TASK SET:
1 > In the article about the ticket donation, can you rewrite the passage starting at "Tyler Bosmeny and" and ending at "traveling ice show.", with "traveling ice show" renamed to "touring skating show"?
2 > Could you sum up the article about the ticket donation in two sentences?

Jahsiem Guerrier (left), 2, Imalay Checo, 4, and Ivette Checo, 3, at Casa Nueva Vida yesterday. The Jamaica Plain shelter houses homeless single mothers and children. Nineteen families live in the shelter.
(Dominic Chavez/Globe Staff)
2 Harvard students warm with ice tour
Donate 70 tickets to mothers, youths
Jahsiem Guerrier (left), 2, Imalay Checo, 4, and Ivette Checo, 3, at Casa Nueva Vida yesterday. The Jamaica Plain shelter houses homeless single mothers and children. Nineteen families live in the shelter.
(Dominic Chavez/Globe Staff)
Two Harvard students made the day of a lot of single mothers and their children with a surprise donation of 70 tickets to a performance yesterday of "High School Musical: The Ice Tour."
Tyler Bosmeny and Roger Lee are two founders of PaperG, a website launched Feb. 1 to connect advertisers with local websites. One of the site's first customers was Disney, which was looking to promote its traveling ice show.

RECORDS PROVIDED:
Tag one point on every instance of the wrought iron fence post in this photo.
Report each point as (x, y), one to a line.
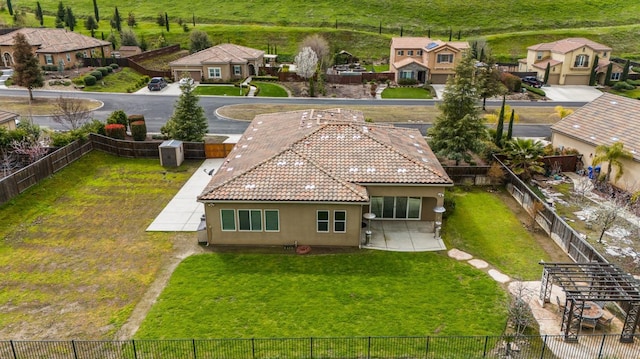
(73, 346)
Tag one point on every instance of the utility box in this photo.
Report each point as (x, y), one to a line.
(171, 153)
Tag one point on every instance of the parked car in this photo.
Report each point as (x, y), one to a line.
(157, 83)
(532, 81)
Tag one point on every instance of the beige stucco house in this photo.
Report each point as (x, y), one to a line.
(220, 63)
(308, 177)
(570, 61)
(8, 120)
(54, 46)
(605, 121)
(424, 59)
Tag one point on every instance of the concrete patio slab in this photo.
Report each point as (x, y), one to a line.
(182, 213)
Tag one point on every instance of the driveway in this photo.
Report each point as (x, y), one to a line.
(569, 93)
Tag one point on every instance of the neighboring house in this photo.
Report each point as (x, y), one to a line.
(55, 46)
(8, 120)
(570, 61)
(225, 62)
(604, 121)
(424, 59)
(310, 176)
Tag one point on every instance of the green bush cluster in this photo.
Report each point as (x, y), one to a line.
(139, 130)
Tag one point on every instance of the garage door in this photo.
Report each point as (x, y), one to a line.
(576, 80)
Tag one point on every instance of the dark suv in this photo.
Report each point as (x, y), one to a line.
(532, 81)
(157, 83)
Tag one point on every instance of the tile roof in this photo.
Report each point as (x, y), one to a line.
(569, 44)
(52, 41)
(604, 121)
(223, 53)
(322, 155)
(6, 116)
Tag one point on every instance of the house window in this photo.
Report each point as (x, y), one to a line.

ANSWERS FOR THIS EXERCISE:
1 >
Tyler Bosmeny and Roger Lee are two founders of PaperG, a website launched Feb. 1 to connect advertisers with local websites. One of the site's first customers was Disney, which was looking to promote its touring skating show.

2 > Two Harvard students, Tyler Bosmeny and Roger Lee, surprised many single mothers and their children by donating 70 tickets to a performance of "High School Musical: The Ice Tour." The two are founders of PaperG, a website launched Feb. 1 to connect advertisers with local websites, and one of its first customers was Disney, which wanted to promote the traveling ice show.